[Collected data]

=== Section Start ===

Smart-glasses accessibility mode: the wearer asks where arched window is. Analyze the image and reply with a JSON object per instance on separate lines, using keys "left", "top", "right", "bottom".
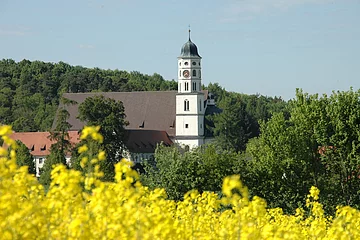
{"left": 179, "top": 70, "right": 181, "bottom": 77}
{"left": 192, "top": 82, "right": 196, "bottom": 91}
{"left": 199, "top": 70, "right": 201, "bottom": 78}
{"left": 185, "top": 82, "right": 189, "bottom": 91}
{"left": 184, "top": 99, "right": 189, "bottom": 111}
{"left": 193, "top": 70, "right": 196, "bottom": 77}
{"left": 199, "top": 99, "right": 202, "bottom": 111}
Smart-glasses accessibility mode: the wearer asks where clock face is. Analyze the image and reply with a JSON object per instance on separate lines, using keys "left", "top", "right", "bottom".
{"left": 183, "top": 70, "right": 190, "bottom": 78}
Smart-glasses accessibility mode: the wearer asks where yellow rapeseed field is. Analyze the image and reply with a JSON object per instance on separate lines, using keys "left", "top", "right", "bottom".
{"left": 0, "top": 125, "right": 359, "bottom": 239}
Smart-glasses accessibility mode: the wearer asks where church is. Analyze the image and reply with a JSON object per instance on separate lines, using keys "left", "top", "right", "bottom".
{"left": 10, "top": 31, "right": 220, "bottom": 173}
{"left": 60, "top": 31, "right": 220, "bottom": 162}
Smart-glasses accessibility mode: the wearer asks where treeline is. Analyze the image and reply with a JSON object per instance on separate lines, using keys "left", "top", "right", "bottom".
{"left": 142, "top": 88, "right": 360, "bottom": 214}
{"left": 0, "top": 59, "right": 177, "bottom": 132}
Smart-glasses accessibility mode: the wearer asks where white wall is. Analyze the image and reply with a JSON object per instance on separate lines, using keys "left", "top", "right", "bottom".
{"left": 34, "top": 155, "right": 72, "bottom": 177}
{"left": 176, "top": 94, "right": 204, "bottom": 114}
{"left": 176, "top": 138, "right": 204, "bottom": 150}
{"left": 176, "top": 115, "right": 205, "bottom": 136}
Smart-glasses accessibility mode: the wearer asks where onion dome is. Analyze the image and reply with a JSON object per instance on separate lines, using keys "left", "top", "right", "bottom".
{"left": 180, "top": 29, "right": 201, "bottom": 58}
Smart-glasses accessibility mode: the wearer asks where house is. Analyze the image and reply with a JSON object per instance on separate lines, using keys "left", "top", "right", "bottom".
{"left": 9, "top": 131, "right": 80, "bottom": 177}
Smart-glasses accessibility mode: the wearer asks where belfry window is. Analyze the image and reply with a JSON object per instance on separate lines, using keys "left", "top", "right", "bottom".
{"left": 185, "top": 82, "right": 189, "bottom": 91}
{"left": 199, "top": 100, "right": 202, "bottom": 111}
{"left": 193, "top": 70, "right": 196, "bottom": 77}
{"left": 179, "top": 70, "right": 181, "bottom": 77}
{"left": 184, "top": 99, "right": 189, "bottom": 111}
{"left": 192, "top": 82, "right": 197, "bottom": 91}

=== Section End ===

YOUR TASK - The full text of the data above, exact and without pictures, is what to return.

SOLUTION TO THE PROBLEM -
Smart-glasses accessibility mode: the wearer asks where arched window is. Analyze the image and reply with a JSON object per instance on separate lines, using keys "left", "top", "right", "bottom".
{"left": 179, "top": 70, "right": 181, "bottom": 77}
{"left": 192, "top": 82, "right": 196, "bottom": 91}
{"left": 199, "top": 70, "right": 201, "bottom": 78}
{"left": 185, "top": 82, "right": 189, "bottom": 91}
{"left": 184, "top": 99, "right": 189, "bottom": 111}
{"left": 193, "top": 70, "right": 196, "bottom": 77}
{"left": 199, "top": 99, "right": 202, "bottom": 111}
Smart-glasses accessibility mode: the wearer asks where clock face is. Analyze the image and reply with a JSON object per instance on separate lines, using keys "left", "top", "right", "bottom".
{"left": 183, "top": 70, "right": 190, "bottom": 78}
Smart-glasses accessibility mode: the wearer asks where yellow rapeseed field is. Analyze the image and reply with a JSON object per instance on separate lines, using keys "left", "top", "right", "bottom".
{"left": 0, "top": 125, "right": 359, "bottom": 239}
Smart-glasses accessibility mode: the wearer asks where church is. Analyze the image and reply with a JSON object per instance on separate lines, using keys "left", "top", "right", "bottom".
{"left": 10, "top": 31, "right": 220, "bottom": 173}
{"left": 60, "top": 31, "right": 220, "bottom": 162}
Smart-glasses accessibility mode: the wearer asks where treeline is. Analyze the image and reply with a JSON object per instance on separate lines, using keys "left", "top", "right", "bottom".
{"left": 142, "top": 88, "right": 360, "bottom": 214}
{"left": 0, "top": 59, "right": 177, "bottom": 132}
Smart-glasses accessibility mode: the wearer asks where white wall is. Analyze the image and reply with a JSON object per instance on separate lines, using keys "left", "top", "right", "bottom".
{"left": 34, "top": 155, "right": 72, "bottom": 177}
{"left": 176, "top": 94, "right": 204, "bottom": 114}
{"left": 176, "top": 138, "right": 204, "bottom": 150}
{"left": 176, "top": 115, "right": 205, "bottom": 136}
Smart-glasses accessibility mode: the wearer asks where onion dome is. Analyze the image and reply with a JSON object per instance on separate lines, using keys "left", "top", "right", "bottom".
{"left": 180, "top": 29, "right": 201, "bottom": 58}
Smart-glasses accessibility mode: the wearer asks where house is. Analyze the image and reply with a JSON object per instance on separate lines, using keys "left", "top", "right", "bottom".
{"left": 9, "top": 131, "right": 80, "bottom": 177}
Smart-glasses accessibility mode: the wearer asks where belfry window is. Analyze the image and reply with a JSON object per instance on separate lines, using keys "left", "top", "right", "bottom".
{"left": 185, "top": 82, "right": 189, "bottom": 91}
{"left": 199, "top": 100, "right": 202, "bottom": 111}
{"left": 193, "top": 70, "right": 196, "bottom": 77}
{"left": 179, "top": 70, "right": 181, "bottom": 77}
{"left": 184, "top": 99, "right": 189, "bottom": 111}
{"left": 192, "top": 82, "right": 197, "bottom": 91}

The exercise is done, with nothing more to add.